=== SELECTION ===

--- begin ---

16.1 The Fund will be bound towards third parties by the sole signature of the General Partner represented by the
joint signature of any two (2) Managers or by the signature of any other person to whom such power has been delegated
by the General Partner.
16.2 No Limited Shareholder shall represent the Fund.
17. Removal of the general partner.
17.1 In the event (i) the General Partner has committed Fraud, Wilful Misconduct, Gross Negligence or a material
breach of its obligations to the Fund causing a material prejudice for the Investors and/or the Fund (which prejudice may
include, without limitation and provided they are material, financial prejudice, legal prejudice, or damage suffered to the
reputation of the Fund or any Investor) as finally determined by a court of competent jurisdiction, or (ii) a Change of
Control Event occurs, (iii) the bankruptcy of the General Partner or of the Sponsor, or (iv) the removal of the designated
French alternative investment fund manager of the Fund, as referred to in the Prospectus, the General Partner shall cease
to be entitled to issue Call Notices. In these cases, the general meeting of the Shareholders shall be entitled to remove
the General Partner as manager of Fund by a majority of at least two thirds (2/3) of the Class A Ordinary Shares held by
the Investors entitled to vote.

--- end ---

=== GOALS ===
a) Report every line of the entries that contains the string "road", copying each such line in full. Case counts.
b) Write the next part of the passage on the Fund's general partner, picking up right after its last sentence.
The text and the entries have nothing to do with each other.

=== MATERIALS PROVIDED ===

--- begin ---

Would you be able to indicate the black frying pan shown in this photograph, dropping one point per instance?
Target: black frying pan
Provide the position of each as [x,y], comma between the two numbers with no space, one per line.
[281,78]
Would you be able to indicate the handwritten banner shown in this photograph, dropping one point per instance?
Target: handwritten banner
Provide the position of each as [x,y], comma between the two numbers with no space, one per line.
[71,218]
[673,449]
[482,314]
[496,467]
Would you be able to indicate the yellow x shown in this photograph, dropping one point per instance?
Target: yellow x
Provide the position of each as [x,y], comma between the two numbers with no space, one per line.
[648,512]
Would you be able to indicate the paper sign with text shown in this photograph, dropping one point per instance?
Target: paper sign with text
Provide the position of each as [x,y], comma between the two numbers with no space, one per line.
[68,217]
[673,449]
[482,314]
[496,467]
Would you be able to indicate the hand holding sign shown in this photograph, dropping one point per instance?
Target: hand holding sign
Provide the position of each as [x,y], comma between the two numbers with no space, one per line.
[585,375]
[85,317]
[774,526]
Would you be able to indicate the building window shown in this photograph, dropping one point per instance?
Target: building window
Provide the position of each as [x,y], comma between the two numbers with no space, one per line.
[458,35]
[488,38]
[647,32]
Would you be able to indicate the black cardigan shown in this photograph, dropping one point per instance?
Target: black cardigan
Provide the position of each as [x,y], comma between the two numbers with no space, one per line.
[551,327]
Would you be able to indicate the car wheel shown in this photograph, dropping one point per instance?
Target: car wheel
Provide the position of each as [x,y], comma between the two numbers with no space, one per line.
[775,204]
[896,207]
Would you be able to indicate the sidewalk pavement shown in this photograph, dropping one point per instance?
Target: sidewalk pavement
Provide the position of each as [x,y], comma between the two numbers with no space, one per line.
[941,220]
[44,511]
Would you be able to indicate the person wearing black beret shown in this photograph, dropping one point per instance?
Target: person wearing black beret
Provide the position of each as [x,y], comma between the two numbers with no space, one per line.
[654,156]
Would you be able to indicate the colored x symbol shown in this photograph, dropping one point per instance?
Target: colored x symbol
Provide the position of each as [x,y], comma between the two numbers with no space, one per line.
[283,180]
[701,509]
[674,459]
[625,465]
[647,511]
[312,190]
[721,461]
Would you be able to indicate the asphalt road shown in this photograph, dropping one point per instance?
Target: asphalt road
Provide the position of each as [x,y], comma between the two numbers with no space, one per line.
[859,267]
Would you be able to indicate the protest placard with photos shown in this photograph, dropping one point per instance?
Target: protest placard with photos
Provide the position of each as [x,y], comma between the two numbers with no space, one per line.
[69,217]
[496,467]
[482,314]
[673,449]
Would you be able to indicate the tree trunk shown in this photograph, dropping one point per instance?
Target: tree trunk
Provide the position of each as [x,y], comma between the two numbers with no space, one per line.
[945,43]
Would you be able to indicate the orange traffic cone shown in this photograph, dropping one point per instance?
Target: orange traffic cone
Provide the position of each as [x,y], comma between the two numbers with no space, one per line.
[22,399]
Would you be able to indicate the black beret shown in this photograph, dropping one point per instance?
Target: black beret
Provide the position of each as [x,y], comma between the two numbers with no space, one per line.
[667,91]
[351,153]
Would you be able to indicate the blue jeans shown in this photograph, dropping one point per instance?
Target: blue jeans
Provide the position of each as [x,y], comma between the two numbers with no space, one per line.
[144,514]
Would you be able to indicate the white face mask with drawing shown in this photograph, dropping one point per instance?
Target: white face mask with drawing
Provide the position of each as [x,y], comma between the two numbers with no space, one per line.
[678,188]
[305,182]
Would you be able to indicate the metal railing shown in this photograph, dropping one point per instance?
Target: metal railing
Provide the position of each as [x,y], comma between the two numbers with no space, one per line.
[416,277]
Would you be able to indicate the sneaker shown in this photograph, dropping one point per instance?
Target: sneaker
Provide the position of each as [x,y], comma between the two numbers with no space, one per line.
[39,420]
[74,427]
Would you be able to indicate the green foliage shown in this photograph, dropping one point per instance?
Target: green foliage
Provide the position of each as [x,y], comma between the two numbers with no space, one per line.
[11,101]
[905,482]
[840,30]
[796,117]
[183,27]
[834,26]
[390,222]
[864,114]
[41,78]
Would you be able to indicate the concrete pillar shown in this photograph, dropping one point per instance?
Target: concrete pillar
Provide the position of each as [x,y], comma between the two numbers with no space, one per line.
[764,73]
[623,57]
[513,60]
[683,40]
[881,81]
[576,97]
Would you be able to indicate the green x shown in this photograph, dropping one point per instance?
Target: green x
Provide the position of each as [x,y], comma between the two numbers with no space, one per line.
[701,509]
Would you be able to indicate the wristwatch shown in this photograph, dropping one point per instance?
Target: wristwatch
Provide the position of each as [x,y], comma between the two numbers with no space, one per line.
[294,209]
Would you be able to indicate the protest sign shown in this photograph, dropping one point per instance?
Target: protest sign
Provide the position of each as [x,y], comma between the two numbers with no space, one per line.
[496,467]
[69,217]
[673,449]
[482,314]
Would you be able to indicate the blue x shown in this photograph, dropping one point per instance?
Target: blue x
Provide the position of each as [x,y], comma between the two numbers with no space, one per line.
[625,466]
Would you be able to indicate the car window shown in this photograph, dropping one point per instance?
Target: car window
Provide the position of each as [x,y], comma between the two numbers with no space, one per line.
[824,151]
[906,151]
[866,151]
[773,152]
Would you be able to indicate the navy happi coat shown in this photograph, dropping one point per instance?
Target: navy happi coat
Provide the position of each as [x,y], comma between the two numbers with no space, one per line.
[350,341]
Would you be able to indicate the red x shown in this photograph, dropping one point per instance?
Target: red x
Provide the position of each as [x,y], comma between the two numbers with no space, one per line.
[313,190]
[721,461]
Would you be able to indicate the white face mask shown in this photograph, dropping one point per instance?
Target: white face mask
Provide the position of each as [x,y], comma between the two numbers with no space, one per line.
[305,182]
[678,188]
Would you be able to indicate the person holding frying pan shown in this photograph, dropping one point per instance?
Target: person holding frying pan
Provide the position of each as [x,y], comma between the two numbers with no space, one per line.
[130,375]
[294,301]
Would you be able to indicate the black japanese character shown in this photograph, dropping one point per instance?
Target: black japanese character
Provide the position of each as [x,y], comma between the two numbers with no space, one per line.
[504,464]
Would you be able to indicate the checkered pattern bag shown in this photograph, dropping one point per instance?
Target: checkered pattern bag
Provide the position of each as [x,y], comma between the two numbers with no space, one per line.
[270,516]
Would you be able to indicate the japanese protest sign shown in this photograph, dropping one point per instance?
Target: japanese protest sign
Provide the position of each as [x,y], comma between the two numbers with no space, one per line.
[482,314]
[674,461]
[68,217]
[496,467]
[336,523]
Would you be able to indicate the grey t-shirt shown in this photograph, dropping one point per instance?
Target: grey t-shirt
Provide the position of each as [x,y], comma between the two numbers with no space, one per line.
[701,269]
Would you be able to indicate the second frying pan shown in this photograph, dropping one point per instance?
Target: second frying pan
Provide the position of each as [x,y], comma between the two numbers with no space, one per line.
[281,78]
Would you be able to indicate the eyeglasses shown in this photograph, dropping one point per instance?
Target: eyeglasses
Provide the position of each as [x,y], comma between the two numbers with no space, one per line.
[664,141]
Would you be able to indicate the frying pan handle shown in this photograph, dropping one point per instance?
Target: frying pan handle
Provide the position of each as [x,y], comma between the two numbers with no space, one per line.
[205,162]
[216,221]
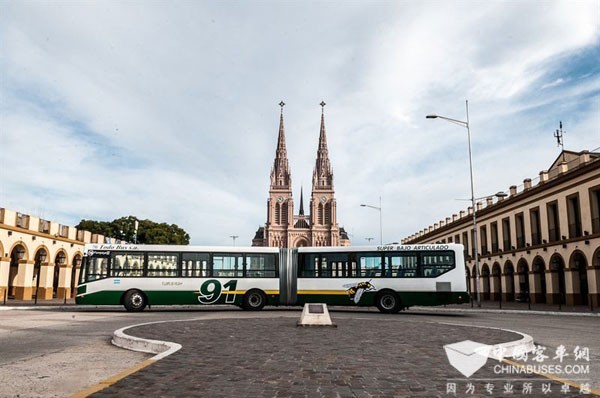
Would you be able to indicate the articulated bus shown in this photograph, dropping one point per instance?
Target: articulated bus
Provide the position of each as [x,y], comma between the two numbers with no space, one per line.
[392,277]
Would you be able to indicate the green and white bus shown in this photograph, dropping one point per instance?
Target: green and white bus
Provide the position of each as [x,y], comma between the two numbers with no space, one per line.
[390,277]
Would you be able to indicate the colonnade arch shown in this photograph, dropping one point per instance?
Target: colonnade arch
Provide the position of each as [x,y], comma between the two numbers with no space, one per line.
[485,282]
[557,280]
[523,280]
[509,281]
[578,265]
[496,282]
[18,256]
[540,290]
[40,258]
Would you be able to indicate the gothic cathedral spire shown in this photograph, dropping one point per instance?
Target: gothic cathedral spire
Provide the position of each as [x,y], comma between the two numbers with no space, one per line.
[322,174]
[281,177]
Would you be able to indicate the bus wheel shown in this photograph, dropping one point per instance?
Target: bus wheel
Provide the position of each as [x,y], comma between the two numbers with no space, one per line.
[388,302]
[254,300]
[134,300]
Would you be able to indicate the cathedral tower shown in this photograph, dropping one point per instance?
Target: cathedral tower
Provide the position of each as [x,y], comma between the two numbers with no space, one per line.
[283,228]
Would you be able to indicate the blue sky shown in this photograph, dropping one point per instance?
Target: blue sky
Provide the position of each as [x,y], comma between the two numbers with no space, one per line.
[168,110]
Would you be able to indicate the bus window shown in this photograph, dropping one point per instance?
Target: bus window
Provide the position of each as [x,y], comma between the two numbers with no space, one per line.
[162,264]
[261,266]
[435,264]
[323,269]
[195,265]
[403,265]
[95,268]
[225,265]
[371,265]
[127,264]
[338,264]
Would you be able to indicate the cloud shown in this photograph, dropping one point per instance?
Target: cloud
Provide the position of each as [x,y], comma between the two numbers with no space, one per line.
[168,111]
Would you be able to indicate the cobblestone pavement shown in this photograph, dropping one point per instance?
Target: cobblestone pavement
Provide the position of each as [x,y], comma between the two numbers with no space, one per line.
[362,357]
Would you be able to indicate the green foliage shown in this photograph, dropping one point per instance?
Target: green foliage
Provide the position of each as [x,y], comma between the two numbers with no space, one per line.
[149,232]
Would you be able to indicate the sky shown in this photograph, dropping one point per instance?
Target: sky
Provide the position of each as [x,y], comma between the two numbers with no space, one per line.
[168,110]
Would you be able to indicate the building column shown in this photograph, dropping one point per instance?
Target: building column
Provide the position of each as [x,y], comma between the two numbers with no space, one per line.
[553,293]
[496,287]
[535,288]
[594,285]
[45,284]
[573,295]
[4,272]
[64,281]
[23,283]
[507,286]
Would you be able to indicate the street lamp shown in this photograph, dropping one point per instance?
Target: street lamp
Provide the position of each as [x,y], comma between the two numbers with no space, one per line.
[380,225]
[476,250]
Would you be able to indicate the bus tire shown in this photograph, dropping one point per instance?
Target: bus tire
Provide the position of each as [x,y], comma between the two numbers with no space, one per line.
[388,302]
[254,300]
[135,301]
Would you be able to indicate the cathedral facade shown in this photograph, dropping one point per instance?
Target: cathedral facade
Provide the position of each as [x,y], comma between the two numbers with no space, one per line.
[284,228]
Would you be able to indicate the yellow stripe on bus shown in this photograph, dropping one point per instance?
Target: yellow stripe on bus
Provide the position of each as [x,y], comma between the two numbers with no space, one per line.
[324,292]
[269,292]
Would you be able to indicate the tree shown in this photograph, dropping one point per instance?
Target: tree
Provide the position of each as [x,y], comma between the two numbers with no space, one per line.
[149,232]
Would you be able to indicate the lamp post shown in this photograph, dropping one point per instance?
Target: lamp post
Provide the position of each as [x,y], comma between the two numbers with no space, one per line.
[476,250]
[380,223]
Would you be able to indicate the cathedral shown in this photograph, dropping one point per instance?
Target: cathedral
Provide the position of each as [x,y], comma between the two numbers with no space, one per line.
[284,228]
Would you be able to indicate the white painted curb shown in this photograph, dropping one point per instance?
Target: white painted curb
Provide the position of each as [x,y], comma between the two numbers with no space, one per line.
[509,349]
[161,348]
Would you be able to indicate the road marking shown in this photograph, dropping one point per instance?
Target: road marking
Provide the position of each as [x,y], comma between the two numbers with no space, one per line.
[113,379]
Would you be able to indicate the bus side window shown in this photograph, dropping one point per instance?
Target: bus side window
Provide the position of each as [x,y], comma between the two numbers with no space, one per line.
[194,265]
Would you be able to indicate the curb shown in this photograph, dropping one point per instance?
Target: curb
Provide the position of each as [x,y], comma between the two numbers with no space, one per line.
[506,350]
[161,348]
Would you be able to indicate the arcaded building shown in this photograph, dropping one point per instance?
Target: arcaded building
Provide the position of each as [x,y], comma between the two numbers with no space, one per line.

--- end ---

=== RESPONSES FOR EACH TASK ===
a)
Would you be able to indicate the asphalt road shown in this photograph, dropping one point per instance?
Target: asphalt road
Would you be able to indicate the road marking shown in this photograph, dropping one point per instance?
Target: road marking

b)
17.1.1 For the avoidance of doubt, the approval of the General Partner is not required, to validly decide on its removal
in the abovementioned events.
17.1.2 Upon the removal of the General Partner, a new general partner of the Fund will be appointed by decision of
the general meeting of Shareholders pursuant to the same quorum and majority requirements as abovementioned.
17.1.3 Furthermore, in the event of a change of the General Partner pursuant to this Article 17, the General Partner
shall transfer its Management Shares and all of its Ordinary Shares (if any) to the new general partner of the Fund at their
nominal value.
17.1.4 The Fund shall not terminate automatically upon the bankruptcy, insolvency, dissolution, liquidation, (other than
a dissolution or liquidation for the purposes of reconstruction or amalgamation) of the General Partner.
The words "as finally determined by a court of competent jurisdiction" used in this Article 17.1 mean the determination
of a competent court which is either not subject to a right of appeal or in respect of which no appeal is lodged within
the shorter of three months from the date of the determination or the applicable time period for appeal.
18. Liability of the shareholders.
18.1 The General Partner shall be liable with the Fund for all debts and losses which cannot be recovered on the Fund's
assets.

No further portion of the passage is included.